[Start of Entries supplied]

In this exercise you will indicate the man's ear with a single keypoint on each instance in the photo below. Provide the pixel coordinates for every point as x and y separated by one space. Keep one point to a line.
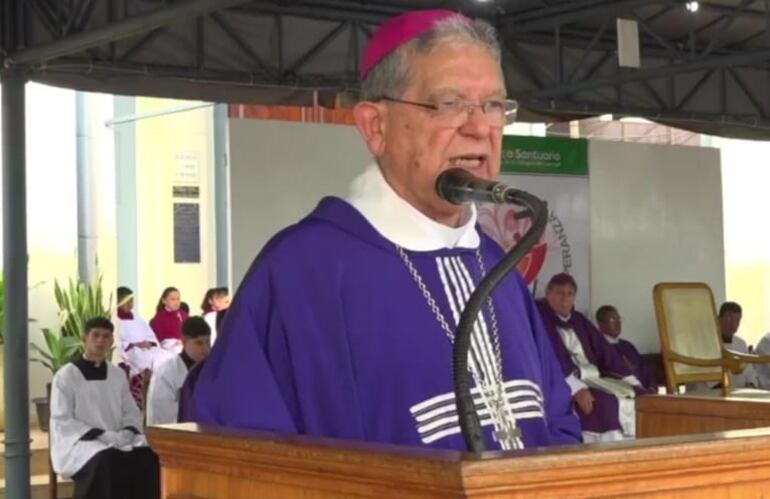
370 118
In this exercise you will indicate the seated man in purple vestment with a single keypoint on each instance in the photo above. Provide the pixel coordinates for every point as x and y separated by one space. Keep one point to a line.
343 326
602 384
610 324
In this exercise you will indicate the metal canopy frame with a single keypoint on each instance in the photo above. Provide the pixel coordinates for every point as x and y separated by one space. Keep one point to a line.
559 55
701 71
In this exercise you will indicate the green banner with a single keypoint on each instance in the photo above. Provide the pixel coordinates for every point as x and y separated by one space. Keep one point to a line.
544 155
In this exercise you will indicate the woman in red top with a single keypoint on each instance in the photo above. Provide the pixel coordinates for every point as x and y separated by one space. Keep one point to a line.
168 319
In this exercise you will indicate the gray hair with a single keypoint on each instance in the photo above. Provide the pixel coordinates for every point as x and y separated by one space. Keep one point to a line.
391 75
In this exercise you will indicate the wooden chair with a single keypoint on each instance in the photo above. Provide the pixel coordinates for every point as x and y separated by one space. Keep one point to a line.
691 342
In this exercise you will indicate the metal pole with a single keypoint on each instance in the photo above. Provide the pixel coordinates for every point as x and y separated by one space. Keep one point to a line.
87 232
15 277
221 197
135 25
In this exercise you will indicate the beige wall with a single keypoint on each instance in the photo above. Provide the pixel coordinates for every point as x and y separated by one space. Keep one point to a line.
164 145
745 179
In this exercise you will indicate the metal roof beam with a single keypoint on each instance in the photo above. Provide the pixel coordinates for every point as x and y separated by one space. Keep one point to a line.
736 59
570 12
119 30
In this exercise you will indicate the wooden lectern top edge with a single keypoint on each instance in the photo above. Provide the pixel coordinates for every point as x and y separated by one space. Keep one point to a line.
281 458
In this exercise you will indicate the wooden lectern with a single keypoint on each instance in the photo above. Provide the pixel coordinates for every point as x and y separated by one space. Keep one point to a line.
207 463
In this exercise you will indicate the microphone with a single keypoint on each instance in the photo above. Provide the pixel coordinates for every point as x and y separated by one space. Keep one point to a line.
459 186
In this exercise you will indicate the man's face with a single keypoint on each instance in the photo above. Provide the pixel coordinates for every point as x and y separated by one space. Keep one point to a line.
220 302
728 324
172 300
561 298
611 324
418 147
197 348
128 306
97 343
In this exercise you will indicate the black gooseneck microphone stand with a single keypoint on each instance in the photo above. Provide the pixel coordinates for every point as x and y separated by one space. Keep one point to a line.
458 186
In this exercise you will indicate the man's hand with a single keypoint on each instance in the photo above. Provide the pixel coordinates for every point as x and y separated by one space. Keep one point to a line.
110 438
125 438
585 400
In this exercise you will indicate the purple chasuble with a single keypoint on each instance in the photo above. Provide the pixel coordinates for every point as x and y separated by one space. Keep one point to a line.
330 335
636 363
600 353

[End of Entries supplied]

What you need to do
Verbatim reproduction of every record is required; images are left out.

Written answer
In this exercise you will indicate the man's ear with a single keypoint on each instance in the photo below. Provide the pixel coordinates for every point as x and y separated by one space. Keep one point to a line.
370 118
In this exercise you will indicate the seated man in purple vestment with a single keypoint on each instance in the photo above. Provide the pixel coordinates for every point as x and y separated by one space. Keep one point to a line.
343 326
602 384
610 324
In this exercise you will indicate the metal canopy frame with a single keypoint on each instance in the photo above. Provide the pixel coordinates for every point as x and y separated by one space. Keep one point to a line.
559 55
701 71
In this exercise you will indicate the green banner with a single keypoint on each instance in the photo above. Provide the pixel coordinates for every point as x and y separated by one space. Keep one point to a line.
544 155
In this exercise you will indicate the woman in red top with a single keypoint on each instance in the photo above. Provide the pixel coordinates for every point as x and y separated by one space. Keep one point to a line.
168 319
In this exercise you will indicate the gray hair with a single keypoint on each instance in the photo above. Provide the pixel coordinates for every point as x and y separated by one space. Keep one point to a line.
391 75
In this exercise you will indicate the wooden chair with a single keypoint on each instance in the photo above. Provide the pixel coordinates for every point as x and y separated by one space. Keep one point to a line.
691 342
In this exercise you will indicate the metal pole with a single keypoint on each instance in the photo above. Provide the pixel coordinates for every point as x and y separated by one space. Keep one point to a line.
87 232
15 277
221 197
135 25
In this exercise you will indicate the beige wall with a single keypoint on each instance in the photo above. Provide the pixel coordinates for every point as x and y separated by one space. Keep one point to a line.
164 145
745 179
In this exercise you will indicate the metal roof beam with a single keypoint on each instance in the photo above. Provide the pixel coordinates for every point as x and y separated by one space. Keep one point to a line.
736 59
570 12
119 30
In this exercise you will indicate the wooden lectern top edge with a single keypoint on each instance in the photo above. Provide the pixel coordinates for every point as x and y separated by one space. Keep one point to a line.
281 458
In this exercise you will indicate the wooden lectern with a single keypoint on each instance in the photo above. Provide the pixel coordinates for every point as x and y separated by one space. Keep one point to a line.
207 463
In this exercise you will indicate the microphone with a single keypoint on each instance in the photo above. Provide the pixel coordinates for every point as x and y separated by one space. Keep one point to a line.
459 186
In this exercise you will indicate the man's face with a single keypoint on each instance in the photo above. Provide the pixel coordinates for every point as x and y separated by one space. Keep one point to a line.
220 302
728 324
172 300
561 298
611 324
418 147
197 348
128 306
97 343
In this exercise you will indicate the black gooseneck microphone stand with a single keypoint on each instance in the photo above. Provide the pixel coordinates for every point as x and y separated by one space. Keep one point to a line.
458 186
In this exercise you will indicate the man's hand with a single keypoint on each instance in the photo above. Provide the pixel coordinates for every point as x and y separated by one space. Keep one point to a line.
110 438
125 438
585 400
In this exercise you will indicate the purple chasuble with a single keypoint on each instance in the photo above. Provide the pixel coordinates for every point as x and y separated by one space. Keep one point to a line.
330 335
636 363
600 353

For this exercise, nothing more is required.